Por favor, escribe la continuación del texto sobre lo que le ocurre al cerebro tras una ruptura amorosa, empezando justo después de su última oración.

→ FRAGMENTO DEL DOCUMENTO:
================================

Los sistemas de recompensa del cerebro aún esperan recibir su chute amoroso, pero no obtienen la respuesta adecuada (la relación ya es historia, la dosis del otro no llega). Su reacción, como sucede con las sustancias estupefacientes, es «subir el volumen» de esa llamada.
Ese sistema de recompensa cerebral demandando su dosis a gritos es el que nos lleva, en última instancia, a comportarnos de forma impulsiva, miserable o estúpida después de una ruptura.
En otras palabras: cuando le escribes mensajes patéticos a tu exnovia, o cuando buscas sexo loco y con cualquiera después de haberlo dejado con ella, en realidad sólo estás respondiendo a los desbarajustes químicos de tu cerebro.
Cualquiera que haya pasado por una ruptura traumática sabe que eso de «los dolores del corazón» es más que un recurso lírico. La ciencia lo corrobora.
Estudios enfocados a estudiar la actividad cerebral de personas hundidas tras una ruptura muestran que, más allá de los sistemas de recompensa, los estados de abatimiento romántico también generan actividad en regiones cerebrales que controlan la angustia y el dolor físico.
Más exactamente, los resultados de esos trabajos muestran actividad en los sistemas que controlan la manera en la que el cuerpo reacciona ante el dolor. En respuesta a esos estímulos, esos sistemas pueden desencadenar reacciones como, por ejemplo, liberar hormonas del estrés que pueden afectar a la actividad normal del sistema digestivo o el corazón.
En casos extremos, esa respuesta ante situaciones de estrés emocional severo puede llegar a causar disfunciones serias como la miocardiopatía de takotsubo, un debilitamiento temporal del miocardio que puede llegar a causar la muerte y que también se conoce, no por casualidad, como el síndrome del corazón roto.

================================

→ FILAS DE DATOS:
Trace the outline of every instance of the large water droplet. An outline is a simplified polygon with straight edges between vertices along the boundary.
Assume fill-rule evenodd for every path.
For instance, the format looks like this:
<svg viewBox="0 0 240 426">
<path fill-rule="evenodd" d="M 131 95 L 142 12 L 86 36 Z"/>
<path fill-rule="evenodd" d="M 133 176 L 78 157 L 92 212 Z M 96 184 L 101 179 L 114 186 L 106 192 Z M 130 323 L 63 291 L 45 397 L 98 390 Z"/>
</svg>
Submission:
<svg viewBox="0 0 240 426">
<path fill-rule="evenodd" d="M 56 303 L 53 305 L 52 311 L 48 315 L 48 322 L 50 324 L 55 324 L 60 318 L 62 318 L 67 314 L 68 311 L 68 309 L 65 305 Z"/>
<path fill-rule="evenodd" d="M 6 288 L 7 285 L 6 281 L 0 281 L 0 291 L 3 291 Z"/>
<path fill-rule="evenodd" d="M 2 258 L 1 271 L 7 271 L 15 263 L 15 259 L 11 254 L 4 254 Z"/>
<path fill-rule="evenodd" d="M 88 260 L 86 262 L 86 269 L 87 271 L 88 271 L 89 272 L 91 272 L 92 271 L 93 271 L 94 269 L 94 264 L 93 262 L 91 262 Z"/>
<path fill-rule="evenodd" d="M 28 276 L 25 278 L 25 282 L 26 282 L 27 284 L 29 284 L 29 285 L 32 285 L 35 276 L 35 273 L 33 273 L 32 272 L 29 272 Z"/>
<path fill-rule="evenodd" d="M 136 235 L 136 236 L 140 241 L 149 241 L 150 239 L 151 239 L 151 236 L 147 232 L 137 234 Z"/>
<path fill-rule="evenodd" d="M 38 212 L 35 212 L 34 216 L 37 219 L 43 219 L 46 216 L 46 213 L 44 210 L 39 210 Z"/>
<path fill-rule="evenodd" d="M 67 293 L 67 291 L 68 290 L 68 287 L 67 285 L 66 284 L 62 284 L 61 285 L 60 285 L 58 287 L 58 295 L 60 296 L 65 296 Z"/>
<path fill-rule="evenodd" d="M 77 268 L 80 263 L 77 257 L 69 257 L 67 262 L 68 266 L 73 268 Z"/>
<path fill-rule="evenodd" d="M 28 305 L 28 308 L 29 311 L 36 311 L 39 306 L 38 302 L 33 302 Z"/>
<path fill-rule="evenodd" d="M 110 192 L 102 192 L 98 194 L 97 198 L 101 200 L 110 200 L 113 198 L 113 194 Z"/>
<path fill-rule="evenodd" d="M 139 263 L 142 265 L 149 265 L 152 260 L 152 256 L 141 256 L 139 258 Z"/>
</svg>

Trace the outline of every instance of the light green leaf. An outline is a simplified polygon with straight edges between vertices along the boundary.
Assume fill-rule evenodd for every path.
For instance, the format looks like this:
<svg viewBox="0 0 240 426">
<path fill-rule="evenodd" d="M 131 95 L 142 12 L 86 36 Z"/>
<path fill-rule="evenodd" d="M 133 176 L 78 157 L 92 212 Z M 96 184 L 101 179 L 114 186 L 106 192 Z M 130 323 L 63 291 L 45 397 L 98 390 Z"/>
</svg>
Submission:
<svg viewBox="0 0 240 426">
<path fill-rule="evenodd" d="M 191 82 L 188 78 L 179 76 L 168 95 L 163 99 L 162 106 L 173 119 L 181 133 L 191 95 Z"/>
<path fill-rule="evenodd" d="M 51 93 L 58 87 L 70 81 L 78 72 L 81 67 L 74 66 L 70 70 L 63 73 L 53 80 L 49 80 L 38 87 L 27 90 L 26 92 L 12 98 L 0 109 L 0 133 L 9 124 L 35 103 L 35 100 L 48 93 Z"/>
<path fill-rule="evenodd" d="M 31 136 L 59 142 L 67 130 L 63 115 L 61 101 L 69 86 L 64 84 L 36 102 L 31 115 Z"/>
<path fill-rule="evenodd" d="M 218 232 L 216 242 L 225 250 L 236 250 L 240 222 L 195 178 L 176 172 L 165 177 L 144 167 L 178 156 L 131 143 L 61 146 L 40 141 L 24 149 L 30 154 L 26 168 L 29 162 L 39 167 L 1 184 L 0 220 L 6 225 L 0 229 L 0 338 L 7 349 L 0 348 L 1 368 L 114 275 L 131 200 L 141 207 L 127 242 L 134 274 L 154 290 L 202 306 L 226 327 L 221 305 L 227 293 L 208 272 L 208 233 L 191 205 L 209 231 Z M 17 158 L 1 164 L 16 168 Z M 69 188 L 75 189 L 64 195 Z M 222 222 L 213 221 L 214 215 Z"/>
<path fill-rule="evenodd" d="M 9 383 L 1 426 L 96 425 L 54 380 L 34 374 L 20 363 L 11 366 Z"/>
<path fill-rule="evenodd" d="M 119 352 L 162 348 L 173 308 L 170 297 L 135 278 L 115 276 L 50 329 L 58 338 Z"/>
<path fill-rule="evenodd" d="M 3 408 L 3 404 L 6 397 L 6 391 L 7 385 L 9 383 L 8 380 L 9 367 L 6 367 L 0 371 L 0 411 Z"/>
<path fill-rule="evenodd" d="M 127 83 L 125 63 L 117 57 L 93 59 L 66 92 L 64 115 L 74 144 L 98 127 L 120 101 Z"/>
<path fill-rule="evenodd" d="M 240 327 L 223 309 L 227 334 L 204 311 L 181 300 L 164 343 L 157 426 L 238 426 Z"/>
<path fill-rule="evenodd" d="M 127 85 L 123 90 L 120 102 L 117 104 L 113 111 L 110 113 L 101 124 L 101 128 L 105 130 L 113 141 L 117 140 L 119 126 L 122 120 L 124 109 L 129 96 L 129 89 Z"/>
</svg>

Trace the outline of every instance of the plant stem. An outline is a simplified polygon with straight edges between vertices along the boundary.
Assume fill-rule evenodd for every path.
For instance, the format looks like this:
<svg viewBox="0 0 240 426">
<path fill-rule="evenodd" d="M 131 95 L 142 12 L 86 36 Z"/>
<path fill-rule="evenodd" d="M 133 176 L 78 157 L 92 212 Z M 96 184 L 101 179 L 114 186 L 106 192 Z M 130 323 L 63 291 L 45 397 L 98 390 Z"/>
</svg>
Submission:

================================

→ RESPUESTA DEL EJERCICIO:
Los estados de abatimiento romántico también generan actividad en regiones cerebrales que controlan la respuesta ante el dolor físico
En resumen, el amor, cuando se acaba, duele. Duele en la tripa, en el pecho, en los dientes, en las sienes. El sufrimiento físico es real, y puede alargarse durante meses. ¿Las buenas noticias? El dolor es una parte natural de ese proceso de curación, un síntoma de que te estás «desintoxicando».
Además, esos mismos escáneres cerebrales que muestran a la persona de corazón roto lidiando con el dolor y el síndrome de abstinencia tras la ruptura amorosa, muestran también actividad en zonas del córtex prefrontal, la región cerebral involucrada en la expresión de la personalidad, en los procesos de toma de decisiones y la planificación de comportamientos cognitivamente complejos.
Dicho de otro modo: mientras tú te revuelcas en tus miserias y te suenas los mocos de la llorera romántica por enésima vez, la química de tu cerebro ya está trabajando para reconducir tu comportamiento, equilibrar tus emociones y ponerte de nuevo en movimiento.
Todo dolor acaba pasando. Es cuestión de tiempo.